== Deine Aufgaben ==
1. Zitiere aus dem vorliegenden Text die Passage von "Kissinger schreibt keine" bis einschließlich "keine neuen Erkenntnisse.".
2. Welches Medium nutzte de Gaulle laut dem vorliegenden Text vor allem für seine Medieninszenierungen?

== Vorliegender Text ==
Gemeinsamkeiten und Unterschiede

Wie nähert man sich der Auswahl? Welche Gemeinsamkeiten gibt es; welche Unterschiede? Nixon und Sadat bilden (großzügig betrachtet) eine Generation (1913 bzw. 1918 geboren), Lee und Thatcher (1923/1925) sind Kissingers Generation, während de Gaulle (1890) und Adenauer (1876) Männer des 19. Jahrhunderts sind. Einige mussten Staaten aufbauen bzw. nach Kriegen neu konstituieren (Lee, Adenauer, de Gaulle) oder formten bestehende Systeme um (Thatcher). Sadat und Nixon "erbten" von ihren Vorgängern Verwicklungen in Kriegen – und betrieben teilweise sogar noch Eskalationen. De Gaulle organisierte während der Besatzung den Widerstand gegen die Nazis und setzte sich in kühnen, heute noch zeitgemäss anmutenden selbstermächtigenden Medieninszenierungen (insbesondere über das Medium des Radios) an die Spitze. Sadat und Lee waren keine dezidiert demokratisch orientierten Politiker, was Kissinger durchaus konzediert.

"Als Erben einer Welt, deren Sicherheiten sich durch den Krieg aufgelöst hatten, definierten sie nationale Aufgaben neu, eröffneten neue Perspektiven und gaben einer Welt im Übergang eine neue Struktur", so wird das Verbindende formuliert. Ihre politische Macht erstreckte sich letztlich nur im schmalen Korridor zwischen 1949 und 1990. Ansonsten versucht Kissinger erst gar nicht, Temperamente und Handlungen der sechs Persönlichkeiten in ein Übereinstimmungskorsett zu zwängen. Aber es gibt eine Gemeinsamkeit: Er kannte alle sechs Politiker persönlich und führte mit ihnen Gespräche und/oder Verhandlungen (zur Regierungszeit von Thatcher war er ohne Amt). Mit Nixon war es speziell: Er war Kissingers als Nationaler Sicherheitsberater und später, in dessen zweiter Amtszeit (die 1974 mit Rücktritt endete), auch noch zusätzlich Außenminister sein Chef. (Kissinger blieb auch unter Gerald Ford Außenminister.)

Kissinger schreibt keine journalistischen Portraits. Privates kommt sparsam vor (die Ausnahme ist im Text über de Gaulle dessen Verhältnis zur früh verstorbenen Tochter). Man erfährt von de Gaulles Kälte, Adenauers Schlauheit trotz seiner einfachen Sprache, Lees Intelligenz und Durchsetzungsstärke, Sadats Kühnheit und Zähigkeit und Thatchers Sturheit. Nixon attestiert er eine zeit seines Lebens eine "kritische Selbstwahrnehmung", die ihn "geplagt" habe. "Dieser Aspekt von Nixons Persönlichkeit bewirkte eine rastlose Suche nach Anerkennung." Das Nixon-Kapitel bietet, wenn man die Memoiren Kissingers gelesen hat, keine neuen Erkenntnisse.

== Materialeinträge ==
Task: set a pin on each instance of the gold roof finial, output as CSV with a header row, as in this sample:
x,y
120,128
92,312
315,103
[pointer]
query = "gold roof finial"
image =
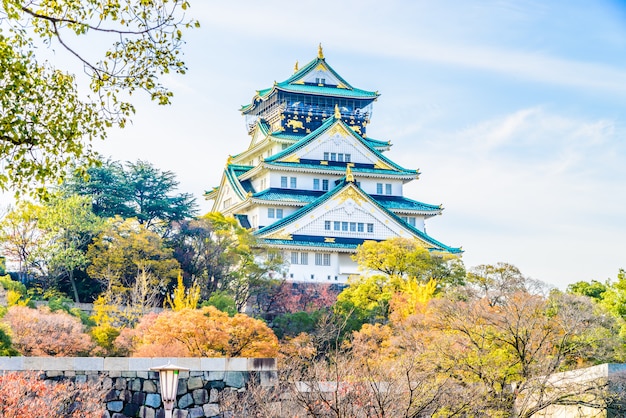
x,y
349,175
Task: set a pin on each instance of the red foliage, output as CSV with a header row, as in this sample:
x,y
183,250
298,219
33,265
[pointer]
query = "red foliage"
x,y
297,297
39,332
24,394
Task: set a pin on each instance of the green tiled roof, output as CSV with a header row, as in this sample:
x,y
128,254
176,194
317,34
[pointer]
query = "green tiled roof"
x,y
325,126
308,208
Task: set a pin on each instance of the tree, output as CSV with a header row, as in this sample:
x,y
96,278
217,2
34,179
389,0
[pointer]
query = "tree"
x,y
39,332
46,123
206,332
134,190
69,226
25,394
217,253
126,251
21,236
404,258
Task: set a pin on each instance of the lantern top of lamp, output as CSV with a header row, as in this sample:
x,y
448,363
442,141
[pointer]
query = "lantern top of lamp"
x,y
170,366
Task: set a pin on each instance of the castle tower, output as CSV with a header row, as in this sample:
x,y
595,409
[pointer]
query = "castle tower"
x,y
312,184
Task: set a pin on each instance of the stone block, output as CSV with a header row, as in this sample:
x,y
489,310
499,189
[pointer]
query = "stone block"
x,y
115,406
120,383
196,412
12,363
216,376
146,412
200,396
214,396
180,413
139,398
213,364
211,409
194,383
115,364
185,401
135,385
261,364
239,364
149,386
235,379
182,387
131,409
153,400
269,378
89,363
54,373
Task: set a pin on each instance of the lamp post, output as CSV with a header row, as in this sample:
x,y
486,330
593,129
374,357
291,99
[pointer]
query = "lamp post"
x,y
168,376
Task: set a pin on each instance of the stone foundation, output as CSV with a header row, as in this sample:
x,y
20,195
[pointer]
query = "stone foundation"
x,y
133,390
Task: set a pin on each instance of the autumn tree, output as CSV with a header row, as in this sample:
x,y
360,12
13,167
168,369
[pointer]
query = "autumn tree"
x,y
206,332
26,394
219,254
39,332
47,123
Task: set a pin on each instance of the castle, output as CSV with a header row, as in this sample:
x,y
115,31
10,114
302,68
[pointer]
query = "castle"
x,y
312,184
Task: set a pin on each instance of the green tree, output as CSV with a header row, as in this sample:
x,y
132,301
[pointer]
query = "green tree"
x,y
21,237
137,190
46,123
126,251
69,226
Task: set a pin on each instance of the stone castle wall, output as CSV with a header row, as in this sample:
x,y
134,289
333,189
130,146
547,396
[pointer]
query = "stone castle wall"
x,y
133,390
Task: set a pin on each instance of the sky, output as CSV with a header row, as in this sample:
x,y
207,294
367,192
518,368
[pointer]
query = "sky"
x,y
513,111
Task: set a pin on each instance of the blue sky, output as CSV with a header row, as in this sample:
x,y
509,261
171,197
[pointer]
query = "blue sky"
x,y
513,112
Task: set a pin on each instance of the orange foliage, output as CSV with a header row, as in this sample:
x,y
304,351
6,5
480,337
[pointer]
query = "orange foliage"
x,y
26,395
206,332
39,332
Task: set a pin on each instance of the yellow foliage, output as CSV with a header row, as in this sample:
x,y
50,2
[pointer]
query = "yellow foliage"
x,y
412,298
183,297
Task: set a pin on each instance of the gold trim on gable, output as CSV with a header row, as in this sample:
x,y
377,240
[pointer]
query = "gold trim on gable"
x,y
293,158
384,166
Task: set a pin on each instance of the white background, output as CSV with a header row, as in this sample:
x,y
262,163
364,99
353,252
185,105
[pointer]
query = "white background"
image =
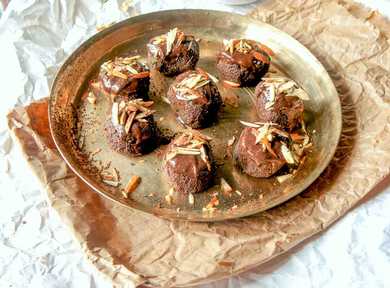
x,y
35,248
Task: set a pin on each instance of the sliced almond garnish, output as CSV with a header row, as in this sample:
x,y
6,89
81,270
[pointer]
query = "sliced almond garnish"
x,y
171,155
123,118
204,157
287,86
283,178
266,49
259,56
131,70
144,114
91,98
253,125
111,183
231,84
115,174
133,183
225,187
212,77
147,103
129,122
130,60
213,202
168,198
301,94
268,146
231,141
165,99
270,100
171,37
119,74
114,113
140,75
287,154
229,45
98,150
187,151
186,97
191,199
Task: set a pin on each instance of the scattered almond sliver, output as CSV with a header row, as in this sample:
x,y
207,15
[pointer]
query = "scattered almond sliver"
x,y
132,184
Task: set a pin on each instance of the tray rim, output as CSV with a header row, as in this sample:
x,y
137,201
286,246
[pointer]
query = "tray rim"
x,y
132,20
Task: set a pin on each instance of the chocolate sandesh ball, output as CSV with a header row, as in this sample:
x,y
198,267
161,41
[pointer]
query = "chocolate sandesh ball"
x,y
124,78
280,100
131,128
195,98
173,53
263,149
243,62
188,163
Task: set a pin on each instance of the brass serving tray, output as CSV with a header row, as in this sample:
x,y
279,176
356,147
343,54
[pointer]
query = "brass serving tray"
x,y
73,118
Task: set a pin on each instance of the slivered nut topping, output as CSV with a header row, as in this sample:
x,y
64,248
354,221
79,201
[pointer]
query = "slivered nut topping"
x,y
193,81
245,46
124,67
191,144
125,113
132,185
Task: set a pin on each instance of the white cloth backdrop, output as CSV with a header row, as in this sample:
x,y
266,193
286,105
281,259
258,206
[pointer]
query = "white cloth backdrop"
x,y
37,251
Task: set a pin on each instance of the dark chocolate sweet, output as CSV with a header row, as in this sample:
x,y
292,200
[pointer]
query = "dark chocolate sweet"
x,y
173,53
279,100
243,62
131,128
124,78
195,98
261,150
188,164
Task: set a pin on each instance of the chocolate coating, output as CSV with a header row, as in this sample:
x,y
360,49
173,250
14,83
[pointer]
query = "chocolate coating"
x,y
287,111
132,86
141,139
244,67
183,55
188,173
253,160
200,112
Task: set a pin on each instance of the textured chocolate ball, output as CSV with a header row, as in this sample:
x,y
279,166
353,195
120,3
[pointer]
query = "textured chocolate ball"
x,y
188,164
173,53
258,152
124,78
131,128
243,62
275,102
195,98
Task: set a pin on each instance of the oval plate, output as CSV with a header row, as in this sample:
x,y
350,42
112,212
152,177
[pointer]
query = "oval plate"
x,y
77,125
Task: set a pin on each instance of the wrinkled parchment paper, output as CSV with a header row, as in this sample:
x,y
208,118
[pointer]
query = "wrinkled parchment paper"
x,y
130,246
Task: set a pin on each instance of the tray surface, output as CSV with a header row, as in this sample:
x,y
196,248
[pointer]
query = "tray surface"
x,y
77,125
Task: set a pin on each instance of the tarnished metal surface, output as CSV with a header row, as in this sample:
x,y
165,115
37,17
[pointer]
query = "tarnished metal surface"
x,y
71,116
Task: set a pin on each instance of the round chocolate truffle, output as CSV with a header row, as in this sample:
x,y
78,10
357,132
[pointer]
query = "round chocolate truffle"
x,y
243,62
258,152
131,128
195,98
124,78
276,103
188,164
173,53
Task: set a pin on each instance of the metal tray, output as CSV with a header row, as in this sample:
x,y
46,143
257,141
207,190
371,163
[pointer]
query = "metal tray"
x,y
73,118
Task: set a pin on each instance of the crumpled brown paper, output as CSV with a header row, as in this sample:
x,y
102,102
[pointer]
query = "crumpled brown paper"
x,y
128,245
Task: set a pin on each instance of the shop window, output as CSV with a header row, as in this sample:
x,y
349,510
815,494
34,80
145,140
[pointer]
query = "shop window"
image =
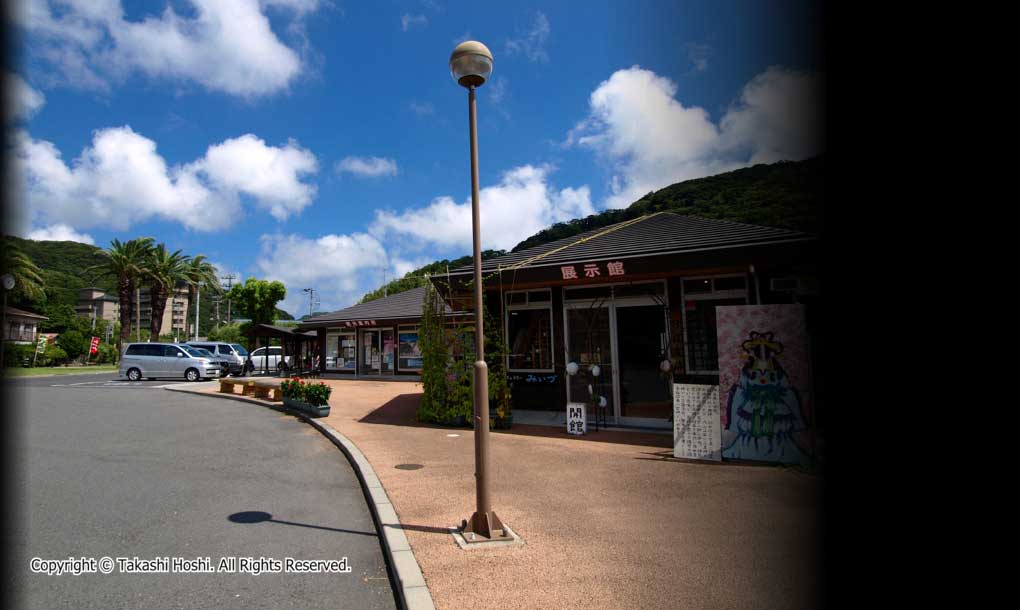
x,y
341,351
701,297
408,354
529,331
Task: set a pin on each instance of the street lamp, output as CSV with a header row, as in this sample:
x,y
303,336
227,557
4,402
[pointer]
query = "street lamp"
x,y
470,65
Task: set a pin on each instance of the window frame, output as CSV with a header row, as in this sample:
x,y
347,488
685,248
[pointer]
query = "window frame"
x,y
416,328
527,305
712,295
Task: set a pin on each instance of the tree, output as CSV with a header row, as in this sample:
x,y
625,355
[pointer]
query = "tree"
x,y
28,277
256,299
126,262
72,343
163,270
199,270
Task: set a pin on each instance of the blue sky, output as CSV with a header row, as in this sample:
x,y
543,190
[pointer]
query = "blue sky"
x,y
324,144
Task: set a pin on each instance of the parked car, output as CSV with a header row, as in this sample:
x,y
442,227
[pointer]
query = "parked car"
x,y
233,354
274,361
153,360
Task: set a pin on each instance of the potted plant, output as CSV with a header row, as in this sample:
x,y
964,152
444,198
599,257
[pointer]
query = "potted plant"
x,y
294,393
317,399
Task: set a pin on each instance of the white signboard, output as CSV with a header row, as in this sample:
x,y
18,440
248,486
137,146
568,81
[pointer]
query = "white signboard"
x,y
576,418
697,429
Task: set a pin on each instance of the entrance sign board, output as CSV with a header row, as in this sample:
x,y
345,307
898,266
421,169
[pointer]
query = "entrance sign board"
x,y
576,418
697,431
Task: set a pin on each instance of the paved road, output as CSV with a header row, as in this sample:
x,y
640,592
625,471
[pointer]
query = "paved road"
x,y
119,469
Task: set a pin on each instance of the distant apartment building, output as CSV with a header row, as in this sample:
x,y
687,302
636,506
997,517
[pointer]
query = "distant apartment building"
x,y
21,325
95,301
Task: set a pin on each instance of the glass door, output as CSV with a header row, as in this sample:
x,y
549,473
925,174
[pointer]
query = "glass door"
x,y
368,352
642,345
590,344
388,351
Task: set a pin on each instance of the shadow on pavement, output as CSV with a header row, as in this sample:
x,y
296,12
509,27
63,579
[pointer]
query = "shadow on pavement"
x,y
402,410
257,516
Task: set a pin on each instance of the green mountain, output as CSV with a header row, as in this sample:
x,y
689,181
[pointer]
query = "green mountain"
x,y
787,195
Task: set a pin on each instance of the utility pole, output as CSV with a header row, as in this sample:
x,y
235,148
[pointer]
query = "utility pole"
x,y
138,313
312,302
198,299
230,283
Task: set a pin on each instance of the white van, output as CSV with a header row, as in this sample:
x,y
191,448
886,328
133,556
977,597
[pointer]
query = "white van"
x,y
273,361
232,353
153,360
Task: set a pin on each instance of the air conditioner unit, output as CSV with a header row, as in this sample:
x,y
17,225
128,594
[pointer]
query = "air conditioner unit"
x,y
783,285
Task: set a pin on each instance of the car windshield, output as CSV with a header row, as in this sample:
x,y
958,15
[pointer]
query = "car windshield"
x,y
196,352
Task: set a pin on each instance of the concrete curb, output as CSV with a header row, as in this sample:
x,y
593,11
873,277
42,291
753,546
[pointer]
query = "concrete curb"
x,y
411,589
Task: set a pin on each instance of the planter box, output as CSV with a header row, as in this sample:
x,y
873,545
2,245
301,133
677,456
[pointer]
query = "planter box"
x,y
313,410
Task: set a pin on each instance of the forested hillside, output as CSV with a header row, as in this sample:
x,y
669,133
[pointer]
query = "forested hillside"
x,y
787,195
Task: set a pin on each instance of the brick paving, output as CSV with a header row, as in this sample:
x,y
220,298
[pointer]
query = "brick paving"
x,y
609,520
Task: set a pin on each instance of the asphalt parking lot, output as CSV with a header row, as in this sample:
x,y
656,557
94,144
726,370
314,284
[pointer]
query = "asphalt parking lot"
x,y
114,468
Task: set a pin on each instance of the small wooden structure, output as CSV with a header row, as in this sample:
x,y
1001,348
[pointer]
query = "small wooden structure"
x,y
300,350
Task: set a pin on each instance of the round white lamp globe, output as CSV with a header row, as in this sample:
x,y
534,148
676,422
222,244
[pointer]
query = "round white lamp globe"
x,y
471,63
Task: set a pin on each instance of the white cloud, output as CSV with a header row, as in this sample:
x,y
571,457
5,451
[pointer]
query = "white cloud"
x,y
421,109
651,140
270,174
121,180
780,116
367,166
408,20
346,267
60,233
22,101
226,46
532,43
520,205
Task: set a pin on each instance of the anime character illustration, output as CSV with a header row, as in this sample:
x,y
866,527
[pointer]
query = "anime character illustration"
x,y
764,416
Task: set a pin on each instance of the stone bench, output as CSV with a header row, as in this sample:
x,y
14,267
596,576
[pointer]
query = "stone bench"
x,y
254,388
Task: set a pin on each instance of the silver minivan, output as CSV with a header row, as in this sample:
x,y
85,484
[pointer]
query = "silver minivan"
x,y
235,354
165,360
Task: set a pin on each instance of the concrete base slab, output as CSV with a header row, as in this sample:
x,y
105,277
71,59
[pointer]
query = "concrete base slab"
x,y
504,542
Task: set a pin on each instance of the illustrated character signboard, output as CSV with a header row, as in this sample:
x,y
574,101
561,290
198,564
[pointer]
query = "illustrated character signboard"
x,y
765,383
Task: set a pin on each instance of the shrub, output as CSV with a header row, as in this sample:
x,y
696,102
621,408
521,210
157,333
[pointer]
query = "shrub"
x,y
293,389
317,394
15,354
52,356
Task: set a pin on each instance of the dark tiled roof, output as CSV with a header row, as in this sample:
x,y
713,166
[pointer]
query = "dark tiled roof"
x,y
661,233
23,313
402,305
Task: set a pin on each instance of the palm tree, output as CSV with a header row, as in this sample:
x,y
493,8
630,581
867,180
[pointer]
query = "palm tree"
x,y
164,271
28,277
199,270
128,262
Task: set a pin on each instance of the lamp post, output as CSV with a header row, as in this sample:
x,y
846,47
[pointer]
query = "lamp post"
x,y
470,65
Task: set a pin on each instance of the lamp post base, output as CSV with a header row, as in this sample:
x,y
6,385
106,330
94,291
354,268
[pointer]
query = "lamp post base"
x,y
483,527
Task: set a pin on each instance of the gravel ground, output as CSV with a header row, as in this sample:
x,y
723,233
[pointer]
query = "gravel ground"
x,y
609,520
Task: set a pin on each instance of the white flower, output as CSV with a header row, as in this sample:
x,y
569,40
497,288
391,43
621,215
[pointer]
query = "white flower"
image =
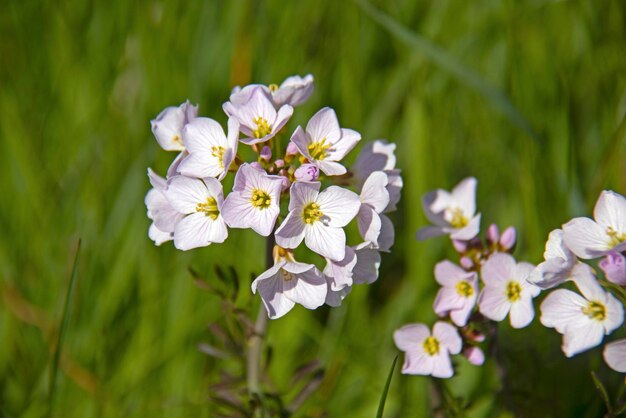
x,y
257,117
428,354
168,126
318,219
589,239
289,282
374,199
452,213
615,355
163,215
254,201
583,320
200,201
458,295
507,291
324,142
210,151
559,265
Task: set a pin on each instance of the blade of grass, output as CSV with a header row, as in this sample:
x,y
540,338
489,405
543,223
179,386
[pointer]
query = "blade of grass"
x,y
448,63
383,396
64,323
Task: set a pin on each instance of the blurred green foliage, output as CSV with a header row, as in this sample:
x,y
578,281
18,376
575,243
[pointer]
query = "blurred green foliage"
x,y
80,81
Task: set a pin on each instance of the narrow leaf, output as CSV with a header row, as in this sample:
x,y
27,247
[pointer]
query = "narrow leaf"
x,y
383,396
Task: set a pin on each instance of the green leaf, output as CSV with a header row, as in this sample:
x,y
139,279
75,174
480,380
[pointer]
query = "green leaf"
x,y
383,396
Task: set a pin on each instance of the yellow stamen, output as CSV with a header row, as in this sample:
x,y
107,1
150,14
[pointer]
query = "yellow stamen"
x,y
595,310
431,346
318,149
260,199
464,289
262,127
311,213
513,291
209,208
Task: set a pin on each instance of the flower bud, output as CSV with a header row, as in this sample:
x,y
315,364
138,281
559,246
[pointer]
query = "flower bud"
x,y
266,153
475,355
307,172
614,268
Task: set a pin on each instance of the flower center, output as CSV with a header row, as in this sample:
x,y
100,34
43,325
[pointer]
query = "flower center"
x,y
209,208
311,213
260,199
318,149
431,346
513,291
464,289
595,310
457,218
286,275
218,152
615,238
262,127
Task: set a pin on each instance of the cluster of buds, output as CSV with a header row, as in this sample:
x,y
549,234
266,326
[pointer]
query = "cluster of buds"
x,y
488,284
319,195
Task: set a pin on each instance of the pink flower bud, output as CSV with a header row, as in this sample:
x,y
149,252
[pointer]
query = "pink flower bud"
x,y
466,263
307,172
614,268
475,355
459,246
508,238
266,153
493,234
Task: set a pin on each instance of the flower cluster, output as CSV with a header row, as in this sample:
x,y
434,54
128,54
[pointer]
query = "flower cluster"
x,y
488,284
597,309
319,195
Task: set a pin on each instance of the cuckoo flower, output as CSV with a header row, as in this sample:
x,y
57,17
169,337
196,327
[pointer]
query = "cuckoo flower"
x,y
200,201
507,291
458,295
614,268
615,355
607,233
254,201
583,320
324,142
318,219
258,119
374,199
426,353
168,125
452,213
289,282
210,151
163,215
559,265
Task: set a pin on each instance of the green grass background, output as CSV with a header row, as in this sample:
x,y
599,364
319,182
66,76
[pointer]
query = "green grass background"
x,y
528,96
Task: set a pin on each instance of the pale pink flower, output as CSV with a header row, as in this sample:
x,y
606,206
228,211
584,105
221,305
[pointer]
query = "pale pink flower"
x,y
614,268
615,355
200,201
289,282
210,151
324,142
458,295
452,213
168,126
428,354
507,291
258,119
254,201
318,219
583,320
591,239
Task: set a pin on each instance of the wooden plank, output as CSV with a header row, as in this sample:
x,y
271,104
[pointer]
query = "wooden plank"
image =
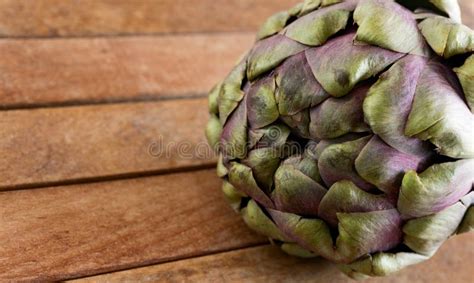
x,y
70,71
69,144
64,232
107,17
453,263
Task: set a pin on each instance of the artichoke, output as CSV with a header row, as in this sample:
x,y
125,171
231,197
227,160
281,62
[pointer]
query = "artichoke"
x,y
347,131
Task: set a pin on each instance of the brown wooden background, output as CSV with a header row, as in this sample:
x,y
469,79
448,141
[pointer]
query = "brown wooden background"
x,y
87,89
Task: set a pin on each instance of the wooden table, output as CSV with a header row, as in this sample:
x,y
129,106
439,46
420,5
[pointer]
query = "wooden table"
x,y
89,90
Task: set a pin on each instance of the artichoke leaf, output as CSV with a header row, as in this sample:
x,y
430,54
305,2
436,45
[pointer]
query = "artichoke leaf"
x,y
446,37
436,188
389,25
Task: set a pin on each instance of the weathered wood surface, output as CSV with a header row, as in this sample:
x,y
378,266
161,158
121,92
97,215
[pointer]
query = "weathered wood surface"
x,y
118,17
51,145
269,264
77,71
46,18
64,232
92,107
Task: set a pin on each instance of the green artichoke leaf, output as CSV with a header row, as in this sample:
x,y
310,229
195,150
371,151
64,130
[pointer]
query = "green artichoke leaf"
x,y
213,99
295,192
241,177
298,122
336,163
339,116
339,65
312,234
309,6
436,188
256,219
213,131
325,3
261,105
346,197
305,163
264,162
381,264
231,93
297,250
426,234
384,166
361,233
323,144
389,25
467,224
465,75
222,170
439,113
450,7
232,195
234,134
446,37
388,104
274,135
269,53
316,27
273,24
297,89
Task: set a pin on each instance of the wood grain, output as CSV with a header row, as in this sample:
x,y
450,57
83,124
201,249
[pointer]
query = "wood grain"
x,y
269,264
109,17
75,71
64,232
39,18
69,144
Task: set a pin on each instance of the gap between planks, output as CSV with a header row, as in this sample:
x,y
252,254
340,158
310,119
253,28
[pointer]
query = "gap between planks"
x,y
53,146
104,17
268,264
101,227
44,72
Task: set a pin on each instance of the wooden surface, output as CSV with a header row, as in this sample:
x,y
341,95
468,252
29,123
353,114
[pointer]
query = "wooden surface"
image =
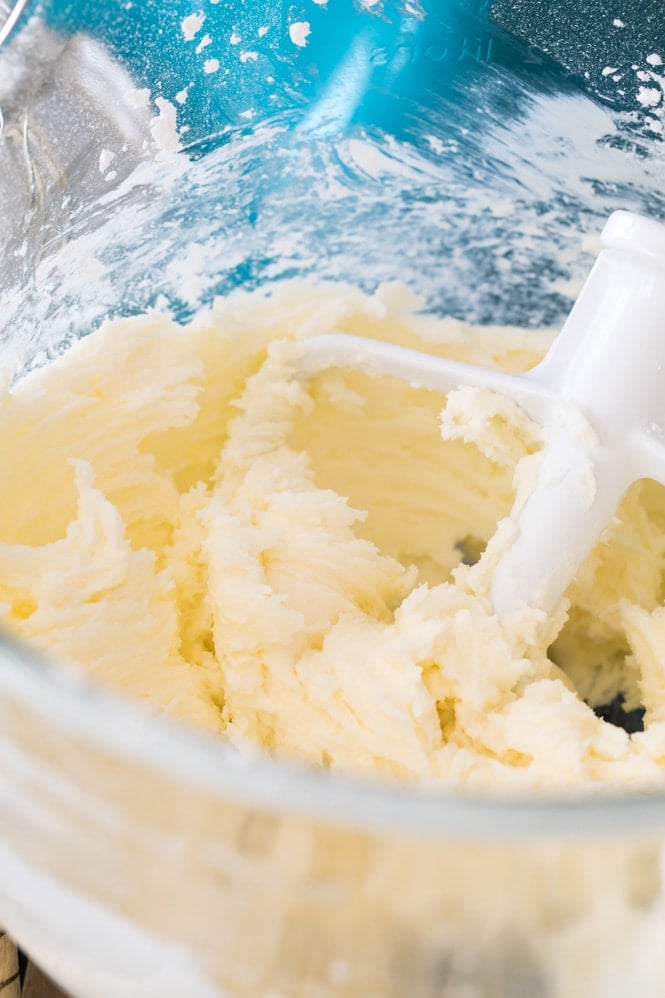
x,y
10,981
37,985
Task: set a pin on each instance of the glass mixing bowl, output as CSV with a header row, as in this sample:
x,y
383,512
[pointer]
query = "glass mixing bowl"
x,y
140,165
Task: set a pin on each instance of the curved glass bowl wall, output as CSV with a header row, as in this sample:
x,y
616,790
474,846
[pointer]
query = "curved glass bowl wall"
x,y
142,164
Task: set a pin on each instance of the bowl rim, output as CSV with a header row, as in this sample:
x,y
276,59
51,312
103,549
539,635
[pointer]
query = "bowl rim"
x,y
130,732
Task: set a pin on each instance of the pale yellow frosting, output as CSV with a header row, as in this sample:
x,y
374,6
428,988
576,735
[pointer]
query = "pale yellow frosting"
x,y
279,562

== Antworten ==
1.
Kissinger schreibt keine journalistischen Portraits. Privates kommt sparsam vor (die Ausnahme ist im Text über de Gaulle dessen Verhältnis zur früh verstorbenen Tochter). Man erfährt von de Gaulles Kälte, Adenauers Schlauheit trotz seiner einfachen Sprache, Lees Intelligenz und Durchsetzungsstärke, Sadats Kühnheit und Zähigkeit und Thatchers Sturheit. Nixon attestiert er eine zeit seines Lebens eine "kritische Selbstwahrnehmung", die ihn "geplagt" habe. "Dieser Aspekt von Nixons Persönlichkeit bewirkte eine rastlose Suche nach Anerkennung." Das Nixon-Kapitel bietet, wenn man die Memoiren Kissingers gelesen hat, keine neuen Erkenntnisse.

2. Das Radio.